**Direction:**
Filter the items below down to the lines that contain the word "gray", and copy each of those lines unchanged.

[Collected data entries]
____________
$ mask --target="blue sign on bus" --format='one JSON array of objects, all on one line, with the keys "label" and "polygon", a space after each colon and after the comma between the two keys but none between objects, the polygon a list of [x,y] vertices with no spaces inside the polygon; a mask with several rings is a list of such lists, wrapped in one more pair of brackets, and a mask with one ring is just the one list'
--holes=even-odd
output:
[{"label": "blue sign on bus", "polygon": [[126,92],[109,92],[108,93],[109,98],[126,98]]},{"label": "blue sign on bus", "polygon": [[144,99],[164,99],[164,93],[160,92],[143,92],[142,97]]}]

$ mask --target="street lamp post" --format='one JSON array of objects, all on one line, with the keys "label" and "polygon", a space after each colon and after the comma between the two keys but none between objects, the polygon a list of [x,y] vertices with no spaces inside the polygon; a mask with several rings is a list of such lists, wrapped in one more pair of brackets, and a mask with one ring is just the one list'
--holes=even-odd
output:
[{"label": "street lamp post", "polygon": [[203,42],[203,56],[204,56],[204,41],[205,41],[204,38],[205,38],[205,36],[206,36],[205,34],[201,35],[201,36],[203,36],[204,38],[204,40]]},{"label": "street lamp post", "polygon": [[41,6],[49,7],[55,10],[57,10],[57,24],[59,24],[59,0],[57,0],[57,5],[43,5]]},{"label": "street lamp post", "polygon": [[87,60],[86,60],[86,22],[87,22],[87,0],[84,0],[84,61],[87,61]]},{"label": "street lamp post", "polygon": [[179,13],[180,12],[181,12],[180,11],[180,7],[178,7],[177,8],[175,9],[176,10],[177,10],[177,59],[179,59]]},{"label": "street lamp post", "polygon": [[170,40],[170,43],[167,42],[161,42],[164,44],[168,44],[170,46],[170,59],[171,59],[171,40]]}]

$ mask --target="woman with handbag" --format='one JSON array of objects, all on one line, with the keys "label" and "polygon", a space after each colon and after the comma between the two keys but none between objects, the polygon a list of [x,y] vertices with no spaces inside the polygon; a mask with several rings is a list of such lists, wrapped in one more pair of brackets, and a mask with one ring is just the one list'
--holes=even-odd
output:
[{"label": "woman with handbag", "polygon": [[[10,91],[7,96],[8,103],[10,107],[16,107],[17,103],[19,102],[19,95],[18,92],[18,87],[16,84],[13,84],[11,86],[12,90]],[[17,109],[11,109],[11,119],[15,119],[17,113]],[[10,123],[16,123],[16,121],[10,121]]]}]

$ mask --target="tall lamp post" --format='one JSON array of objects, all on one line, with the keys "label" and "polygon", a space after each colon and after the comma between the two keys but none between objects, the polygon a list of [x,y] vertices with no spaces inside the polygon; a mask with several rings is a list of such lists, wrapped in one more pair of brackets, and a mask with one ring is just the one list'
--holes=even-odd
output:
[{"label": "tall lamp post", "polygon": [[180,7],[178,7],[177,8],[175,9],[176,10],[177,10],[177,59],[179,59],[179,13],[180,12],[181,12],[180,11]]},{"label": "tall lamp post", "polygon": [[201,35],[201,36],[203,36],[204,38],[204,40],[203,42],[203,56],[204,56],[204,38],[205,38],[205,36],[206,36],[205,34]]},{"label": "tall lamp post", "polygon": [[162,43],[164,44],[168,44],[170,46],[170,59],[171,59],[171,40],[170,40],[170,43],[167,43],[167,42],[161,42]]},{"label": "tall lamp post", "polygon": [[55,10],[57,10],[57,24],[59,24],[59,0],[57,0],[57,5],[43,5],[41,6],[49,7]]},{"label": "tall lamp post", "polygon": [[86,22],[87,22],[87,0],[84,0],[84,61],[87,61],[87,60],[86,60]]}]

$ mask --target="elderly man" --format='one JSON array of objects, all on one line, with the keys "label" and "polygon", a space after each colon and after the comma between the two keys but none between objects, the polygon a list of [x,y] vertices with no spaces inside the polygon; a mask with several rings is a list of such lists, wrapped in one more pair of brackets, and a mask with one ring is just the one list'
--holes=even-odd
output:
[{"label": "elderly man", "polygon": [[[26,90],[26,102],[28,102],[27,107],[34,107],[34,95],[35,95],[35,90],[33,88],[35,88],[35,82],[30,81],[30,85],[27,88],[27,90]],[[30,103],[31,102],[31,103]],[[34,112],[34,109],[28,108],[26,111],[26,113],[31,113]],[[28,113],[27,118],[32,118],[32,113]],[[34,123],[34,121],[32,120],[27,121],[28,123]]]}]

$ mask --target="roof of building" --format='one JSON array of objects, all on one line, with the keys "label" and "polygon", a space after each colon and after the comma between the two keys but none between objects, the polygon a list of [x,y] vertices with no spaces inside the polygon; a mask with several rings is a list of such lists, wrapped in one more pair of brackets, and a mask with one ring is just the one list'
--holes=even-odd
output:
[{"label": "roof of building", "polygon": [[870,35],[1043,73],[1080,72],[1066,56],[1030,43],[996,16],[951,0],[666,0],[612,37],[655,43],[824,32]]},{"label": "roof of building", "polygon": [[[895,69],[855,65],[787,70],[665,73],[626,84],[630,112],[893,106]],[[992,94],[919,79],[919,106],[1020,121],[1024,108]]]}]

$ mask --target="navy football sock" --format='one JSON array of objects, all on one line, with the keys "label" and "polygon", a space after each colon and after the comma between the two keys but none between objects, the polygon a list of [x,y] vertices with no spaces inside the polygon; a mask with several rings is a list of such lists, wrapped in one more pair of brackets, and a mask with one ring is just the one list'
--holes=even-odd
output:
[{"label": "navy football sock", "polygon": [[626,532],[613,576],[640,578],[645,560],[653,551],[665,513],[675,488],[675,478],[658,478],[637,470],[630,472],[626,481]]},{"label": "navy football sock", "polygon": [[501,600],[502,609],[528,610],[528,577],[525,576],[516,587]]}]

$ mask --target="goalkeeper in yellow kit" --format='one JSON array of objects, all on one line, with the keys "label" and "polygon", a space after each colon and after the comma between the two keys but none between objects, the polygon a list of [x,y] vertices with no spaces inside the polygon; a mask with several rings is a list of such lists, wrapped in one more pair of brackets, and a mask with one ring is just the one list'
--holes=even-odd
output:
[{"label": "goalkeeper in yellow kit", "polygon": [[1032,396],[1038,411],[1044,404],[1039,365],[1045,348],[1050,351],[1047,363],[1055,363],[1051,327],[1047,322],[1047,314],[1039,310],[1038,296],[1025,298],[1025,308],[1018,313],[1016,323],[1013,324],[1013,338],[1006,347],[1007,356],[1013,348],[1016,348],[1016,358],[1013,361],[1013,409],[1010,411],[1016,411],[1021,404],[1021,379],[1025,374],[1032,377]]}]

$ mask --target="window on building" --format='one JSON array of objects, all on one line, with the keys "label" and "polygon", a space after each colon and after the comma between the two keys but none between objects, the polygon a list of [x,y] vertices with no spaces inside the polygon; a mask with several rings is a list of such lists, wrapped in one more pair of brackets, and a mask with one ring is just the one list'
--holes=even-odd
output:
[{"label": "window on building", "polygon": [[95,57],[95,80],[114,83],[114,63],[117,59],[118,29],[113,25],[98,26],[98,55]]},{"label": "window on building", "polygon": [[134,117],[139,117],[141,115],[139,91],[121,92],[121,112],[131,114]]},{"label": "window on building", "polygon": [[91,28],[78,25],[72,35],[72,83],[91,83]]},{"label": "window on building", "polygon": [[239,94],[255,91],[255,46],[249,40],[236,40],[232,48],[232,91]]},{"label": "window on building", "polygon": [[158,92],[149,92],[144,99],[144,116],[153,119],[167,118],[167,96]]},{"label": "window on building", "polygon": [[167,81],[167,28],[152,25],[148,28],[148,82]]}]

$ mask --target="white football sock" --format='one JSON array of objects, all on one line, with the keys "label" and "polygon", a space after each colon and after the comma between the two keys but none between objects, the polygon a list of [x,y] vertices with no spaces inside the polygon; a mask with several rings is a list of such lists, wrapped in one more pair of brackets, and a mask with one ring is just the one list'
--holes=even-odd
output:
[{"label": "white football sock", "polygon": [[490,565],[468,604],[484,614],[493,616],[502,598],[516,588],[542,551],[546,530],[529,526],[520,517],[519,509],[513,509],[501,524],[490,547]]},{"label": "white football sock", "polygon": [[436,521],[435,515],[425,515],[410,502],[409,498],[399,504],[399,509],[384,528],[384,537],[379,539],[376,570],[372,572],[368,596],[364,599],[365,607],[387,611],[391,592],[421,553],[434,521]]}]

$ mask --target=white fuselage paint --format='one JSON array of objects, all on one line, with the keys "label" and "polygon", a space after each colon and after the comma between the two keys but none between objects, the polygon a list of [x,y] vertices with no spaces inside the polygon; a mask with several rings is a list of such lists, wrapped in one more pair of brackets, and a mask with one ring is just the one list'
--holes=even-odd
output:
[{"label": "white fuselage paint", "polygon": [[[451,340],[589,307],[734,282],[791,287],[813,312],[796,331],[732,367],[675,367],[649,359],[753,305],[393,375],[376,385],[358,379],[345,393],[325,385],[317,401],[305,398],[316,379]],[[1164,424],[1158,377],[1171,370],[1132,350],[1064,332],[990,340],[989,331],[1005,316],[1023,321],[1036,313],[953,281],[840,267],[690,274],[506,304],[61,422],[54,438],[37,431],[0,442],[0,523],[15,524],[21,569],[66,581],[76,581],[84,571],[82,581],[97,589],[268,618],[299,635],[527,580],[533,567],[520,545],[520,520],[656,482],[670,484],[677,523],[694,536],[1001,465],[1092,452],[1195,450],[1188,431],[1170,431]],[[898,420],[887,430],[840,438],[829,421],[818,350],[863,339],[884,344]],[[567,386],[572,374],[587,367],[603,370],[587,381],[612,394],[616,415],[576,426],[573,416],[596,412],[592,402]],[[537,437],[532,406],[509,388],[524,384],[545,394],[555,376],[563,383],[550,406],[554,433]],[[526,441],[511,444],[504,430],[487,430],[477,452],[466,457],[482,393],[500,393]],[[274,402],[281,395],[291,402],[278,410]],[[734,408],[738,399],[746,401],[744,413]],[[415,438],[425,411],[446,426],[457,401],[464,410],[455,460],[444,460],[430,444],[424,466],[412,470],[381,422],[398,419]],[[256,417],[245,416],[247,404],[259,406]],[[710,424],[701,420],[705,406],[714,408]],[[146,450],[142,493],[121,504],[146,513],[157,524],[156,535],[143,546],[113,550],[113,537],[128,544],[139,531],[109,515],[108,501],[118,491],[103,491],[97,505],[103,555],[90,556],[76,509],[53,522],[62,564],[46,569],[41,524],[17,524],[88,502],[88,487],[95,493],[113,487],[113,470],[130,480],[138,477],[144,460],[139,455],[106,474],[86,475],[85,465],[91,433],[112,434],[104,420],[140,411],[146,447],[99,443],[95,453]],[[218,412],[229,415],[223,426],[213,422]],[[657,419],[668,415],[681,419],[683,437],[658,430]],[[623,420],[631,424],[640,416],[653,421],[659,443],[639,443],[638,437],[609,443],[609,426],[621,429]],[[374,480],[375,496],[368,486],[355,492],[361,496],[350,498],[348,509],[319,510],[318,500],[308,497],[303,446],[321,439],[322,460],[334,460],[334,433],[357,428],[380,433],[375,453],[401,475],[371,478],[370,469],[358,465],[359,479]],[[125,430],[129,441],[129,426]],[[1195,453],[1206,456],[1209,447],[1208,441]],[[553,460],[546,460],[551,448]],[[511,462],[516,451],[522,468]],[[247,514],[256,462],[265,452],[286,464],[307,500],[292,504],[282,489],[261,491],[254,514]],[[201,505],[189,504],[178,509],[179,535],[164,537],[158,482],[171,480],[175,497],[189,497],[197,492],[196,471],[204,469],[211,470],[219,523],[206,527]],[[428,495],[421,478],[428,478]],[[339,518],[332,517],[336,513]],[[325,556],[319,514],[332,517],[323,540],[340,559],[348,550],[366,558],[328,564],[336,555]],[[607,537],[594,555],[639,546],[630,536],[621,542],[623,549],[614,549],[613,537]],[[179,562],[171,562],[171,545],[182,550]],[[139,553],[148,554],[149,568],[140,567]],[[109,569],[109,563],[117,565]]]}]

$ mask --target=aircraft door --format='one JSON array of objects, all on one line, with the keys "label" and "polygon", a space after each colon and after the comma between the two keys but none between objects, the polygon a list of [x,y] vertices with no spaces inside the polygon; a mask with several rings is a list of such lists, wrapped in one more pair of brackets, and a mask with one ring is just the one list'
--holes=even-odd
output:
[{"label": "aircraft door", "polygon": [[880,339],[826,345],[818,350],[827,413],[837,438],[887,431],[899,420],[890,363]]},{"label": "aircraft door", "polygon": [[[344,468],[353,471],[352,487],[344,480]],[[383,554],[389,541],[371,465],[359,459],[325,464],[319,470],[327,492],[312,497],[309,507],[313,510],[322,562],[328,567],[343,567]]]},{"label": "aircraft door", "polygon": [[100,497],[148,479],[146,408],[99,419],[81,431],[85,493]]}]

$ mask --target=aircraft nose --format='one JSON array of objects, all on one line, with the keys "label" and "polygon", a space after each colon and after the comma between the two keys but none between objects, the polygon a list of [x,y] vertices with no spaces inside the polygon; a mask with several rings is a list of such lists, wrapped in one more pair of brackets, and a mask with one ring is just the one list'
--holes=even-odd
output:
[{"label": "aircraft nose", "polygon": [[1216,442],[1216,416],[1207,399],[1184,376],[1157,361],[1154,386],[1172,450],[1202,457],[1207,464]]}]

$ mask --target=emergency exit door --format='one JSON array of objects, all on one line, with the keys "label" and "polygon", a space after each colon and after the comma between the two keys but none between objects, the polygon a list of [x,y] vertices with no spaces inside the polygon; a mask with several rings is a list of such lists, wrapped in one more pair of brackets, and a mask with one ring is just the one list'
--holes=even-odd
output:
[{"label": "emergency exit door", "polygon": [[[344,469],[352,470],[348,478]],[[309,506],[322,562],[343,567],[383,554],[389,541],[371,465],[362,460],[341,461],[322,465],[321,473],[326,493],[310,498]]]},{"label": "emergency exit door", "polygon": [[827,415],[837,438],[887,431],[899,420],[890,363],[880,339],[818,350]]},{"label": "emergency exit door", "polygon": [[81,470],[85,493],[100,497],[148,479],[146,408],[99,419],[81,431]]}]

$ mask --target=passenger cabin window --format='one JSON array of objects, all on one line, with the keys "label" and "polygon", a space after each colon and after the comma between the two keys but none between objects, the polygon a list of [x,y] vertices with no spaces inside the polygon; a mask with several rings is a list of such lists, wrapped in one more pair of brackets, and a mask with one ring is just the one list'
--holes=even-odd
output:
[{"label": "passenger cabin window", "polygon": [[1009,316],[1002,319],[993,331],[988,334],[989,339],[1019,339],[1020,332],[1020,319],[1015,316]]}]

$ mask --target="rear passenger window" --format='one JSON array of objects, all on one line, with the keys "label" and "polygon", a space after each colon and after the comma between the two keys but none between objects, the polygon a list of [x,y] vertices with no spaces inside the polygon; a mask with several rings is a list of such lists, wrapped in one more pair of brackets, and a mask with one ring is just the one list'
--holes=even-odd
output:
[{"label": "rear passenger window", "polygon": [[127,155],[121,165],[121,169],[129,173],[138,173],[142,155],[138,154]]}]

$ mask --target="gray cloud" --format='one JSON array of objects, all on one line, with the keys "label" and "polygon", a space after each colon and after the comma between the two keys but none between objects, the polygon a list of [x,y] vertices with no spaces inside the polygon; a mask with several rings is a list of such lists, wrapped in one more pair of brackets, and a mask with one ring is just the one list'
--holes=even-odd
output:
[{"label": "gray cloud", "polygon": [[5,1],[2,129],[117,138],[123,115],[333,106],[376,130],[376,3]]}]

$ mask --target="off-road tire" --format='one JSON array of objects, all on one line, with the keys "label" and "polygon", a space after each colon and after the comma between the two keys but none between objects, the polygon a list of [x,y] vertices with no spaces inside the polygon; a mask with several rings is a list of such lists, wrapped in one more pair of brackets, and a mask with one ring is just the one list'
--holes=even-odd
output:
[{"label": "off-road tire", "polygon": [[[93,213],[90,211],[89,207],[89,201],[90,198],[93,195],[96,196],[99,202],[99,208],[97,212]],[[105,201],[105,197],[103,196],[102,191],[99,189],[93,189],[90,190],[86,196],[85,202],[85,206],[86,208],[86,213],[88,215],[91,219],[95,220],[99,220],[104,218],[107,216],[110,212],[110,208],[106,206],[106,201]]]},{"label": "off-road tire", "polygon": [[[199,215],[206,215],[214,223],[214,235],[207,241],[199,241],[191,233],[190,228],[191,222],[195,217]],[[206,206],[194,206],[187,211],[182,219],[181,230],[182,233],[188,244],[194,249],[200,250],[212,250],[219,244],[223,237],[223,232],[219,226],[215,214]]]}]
____________
**Output for this task:**
$ mask --target="gray cloud" --format='one JSON array of objects, all on one line, with the keys "label" and "polygon", a space after each colon and after the comma between the two keys but none between objects, the polygon a list of [x,y] vertices with no spaces inside the polygon; a mask with several rings is a list of such lists, wrapped in one more pair of brackets, and a mask with one ring is just the one list'
[{"label": "gray cloud", "polygon": [[5,1],[2,129],[117,138],[123,115],[333,106],[376,130],[376,3]]}]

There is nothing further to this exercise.